New research: Conflicting company data rules inhibit intra-EU business
The EU’s Digital Single Market Communication last May called for “the rapid removal of key differences between the online and offline worlds to break down barriers to cross-border online activity.”
One area that impacts European companies of all sizes and stifles intra-EU competition, is the often conflicting and archaic accounting requirements for small businesses. This relates to all types of data, such as invoices, sales receipts, payments, payroll, etc. that all businesses must keep to comply with local laws.
Having 28 different sets of rules related to returns and record keeping flashes warning lights in the face of businesses looking to enter other European markets.
New research commissioned by CCIA looks at the accounting regimes for small businesses in six EU countries – Germany, Belgium, Hungary, Italy, the Netherlands and Spain.
It analyses the main questions facing businesses when they file returns: Where, how and for how long must the data be stored; what are the legal requirements and requirements for audit and financial reporting; and what, if any, rules exist for companies using cloud-based technologies.
The research offers a surprising picture of the burdens facing businesses: 28 sets of national rules, with different storage and retention requirements act as a serious disincentive for small businesses who want to establish and operate in other EU countries.
For example, in Belgium and Germany, the data on returns must be kept at company premises or on local servers, unless the tax authorities give their explicit approval for an exception.
Meanwhile, the minimum time period that tax data must be stored ranges from four years in Spain to ten years in Germany.
Obviously, bigger companies can more easily cope with red tape associated with operating across the EU Single Market. However, small and medium sized enterprises (SMEs), which constitute 99 percent of businesses in Europe, are hit disproportionately hard.

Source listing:
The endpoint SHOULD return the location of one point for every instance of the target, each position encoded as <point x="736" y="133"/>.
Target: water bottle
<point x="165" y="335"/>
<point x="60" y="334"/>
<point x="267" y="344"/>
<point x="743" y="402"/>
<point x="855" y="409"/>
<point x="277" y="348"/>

TASKS AND EXERCISES:
(A) Output the stretch of the passage on EU company data rules from "New research commissioned" through "for an exception.".
(B) Answer these questions from the passage on EU company data rules:
(i) In how many EU countries does the CCIA-commissioned research examine small-business accounting regimes?
(ii) What is the minimum period that tax data must be stored in Spain?
(iii) What share of businesses in Europe do small and medium-sized enterprises make up?
This listing has no connection to the passage on EU company data rules.

RESULTS BY TASK:
(A)
New research commissioned by CCIA looks at the accounting regimes for small businesses in six EU countries – Germany, Belgium, Hungary, Italy, the Netherlands and Spain.
It analyses the main questions facing businesses when they file returns: Where, how and for how long must the data be stored; what are the legal requirements and requirements for audit and financial reporting; and what, if any, rules exist for companies using cloud-based technologies.
The research offers a surprising picture of the burdens facing businesses: 28 sets of national rules, with different storage and retention requirements act as a serious disincentive for small businesses who want to establish and operate in other EU countries.
For example, in Belgium and Germany, the data on returns must be kept at company premises or on local servers, unless the tax authorities give their explicit approval for an exception.

(B)
(i) Six
(ii) Four years
(iii) 99 percent